▶ WHAT THE EXERCISE ASKS
Locate each line in the listing that contains the word "concrete" and copy those lines.

▶ RECORDS FOR THIS TASK
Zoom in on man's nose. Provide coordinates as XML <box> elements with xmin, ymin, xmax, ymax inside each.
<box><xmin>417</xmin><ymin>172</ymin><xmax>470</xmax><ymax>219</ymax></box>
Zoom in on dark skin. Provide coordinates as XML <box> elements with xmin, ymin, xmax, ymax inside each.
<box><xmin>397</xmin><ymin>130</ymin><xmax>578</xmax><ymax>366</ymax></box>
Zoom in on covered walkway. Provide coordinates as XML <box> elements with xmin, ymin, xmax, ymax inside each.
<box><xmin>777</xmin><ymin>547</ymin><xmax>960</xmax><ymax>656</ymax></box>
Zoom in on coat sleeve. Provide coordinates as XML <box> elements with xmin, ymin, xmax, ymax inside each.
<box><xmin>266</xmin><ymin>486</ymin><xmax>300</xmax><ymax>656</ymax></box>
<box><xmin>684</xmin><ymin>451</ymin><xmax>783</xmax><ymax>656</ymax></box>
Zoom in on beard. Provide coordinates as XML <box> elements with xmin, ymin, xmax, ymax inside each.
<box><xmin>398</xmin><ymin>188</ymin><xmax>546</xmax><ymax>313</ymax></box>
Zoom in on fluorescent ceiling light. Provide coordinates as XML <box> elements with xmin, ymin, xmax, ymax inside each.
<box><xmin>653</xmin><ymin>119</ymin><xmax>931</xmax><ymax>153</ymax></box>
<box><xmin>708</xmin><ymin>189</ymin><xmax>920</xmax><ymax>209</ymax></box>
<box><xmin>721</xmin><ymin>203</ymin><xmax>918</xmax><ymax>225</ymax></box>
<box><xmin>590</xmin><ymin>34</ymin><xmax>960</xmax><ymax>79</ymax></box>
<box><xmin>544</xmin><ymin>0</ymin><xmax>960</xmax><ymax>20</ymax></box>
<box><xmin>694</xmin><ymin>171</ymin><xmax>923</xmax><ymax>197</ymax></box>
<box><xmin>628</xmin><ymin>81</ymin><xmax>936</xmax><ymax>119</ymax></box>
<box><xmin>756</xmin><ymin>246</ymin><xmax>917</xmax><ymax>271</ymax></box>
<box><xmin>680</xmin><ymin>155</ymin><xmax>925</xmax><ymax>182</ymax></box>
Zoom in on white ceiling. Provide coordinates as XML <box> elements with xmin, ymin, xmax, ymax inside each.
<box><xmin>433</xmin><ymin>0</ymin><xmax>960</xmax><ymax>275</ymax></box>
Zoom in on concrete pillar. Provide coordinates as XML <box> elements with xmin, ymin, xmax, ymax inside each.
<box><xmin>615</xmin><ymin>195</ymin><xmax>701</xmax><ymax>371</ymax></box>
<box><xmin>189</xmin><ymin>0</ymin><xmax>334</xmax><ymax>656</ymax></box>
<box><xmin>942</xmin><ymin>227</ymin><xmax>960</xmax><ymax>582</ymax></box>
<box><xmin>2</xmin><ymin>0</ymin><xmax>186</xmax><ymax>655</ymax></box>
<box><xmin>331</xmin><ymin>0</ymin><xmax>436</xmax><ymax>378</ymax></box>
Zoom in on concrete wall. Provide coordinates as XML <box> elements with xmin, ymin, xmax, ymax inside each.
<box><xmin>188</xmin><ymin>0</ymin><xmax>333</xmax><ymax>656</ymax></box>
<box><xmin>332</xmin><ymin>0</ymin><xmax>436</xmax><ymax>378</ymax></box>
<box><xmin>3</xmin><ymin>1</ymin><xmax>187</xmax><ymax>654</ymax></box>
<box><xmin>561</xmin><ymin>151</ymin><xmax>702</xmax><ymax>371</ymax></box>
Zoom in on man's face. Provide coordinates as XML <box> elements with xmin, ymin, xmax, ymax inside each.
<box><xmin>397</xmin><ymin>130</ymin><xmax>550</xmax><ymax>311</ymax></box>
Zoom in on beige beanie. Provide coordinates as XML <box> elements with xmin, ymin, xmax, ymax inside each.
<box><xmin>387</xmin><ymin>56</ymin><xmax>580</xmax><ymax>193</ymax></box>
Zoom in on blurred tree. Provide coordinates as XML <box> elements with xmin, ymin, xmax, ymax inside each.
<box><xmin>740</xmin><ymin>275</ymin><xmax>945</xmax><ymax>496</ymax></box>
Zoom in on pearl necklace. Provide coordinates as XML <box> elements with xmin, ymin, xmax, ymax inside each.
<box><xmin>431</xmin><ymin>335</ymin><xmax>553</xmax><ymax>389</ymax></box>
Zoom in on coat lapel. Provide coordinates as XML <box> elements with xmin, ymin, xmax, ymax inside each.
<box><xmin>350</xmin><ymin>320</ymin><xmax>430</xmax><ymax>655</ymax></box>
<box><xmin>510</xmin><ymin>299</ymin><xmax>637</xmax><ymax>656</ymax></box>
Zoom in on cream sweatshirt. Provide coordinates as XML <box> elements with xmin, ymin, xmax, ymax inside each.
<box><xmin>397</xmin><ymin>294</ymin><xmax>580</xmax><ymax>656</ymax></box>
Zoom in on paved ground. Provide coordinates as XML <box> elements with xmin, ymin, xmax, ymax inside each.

▶ REPLY
Zoom in on concrete pillar. Provide coordinates as XML <box> elements with xmin, ymin, xmax, ymax inside each.
Zoom in on concrete wall. Provide coordinates as XML <box> elements with xmin, ymin, xmax, ymax inside each.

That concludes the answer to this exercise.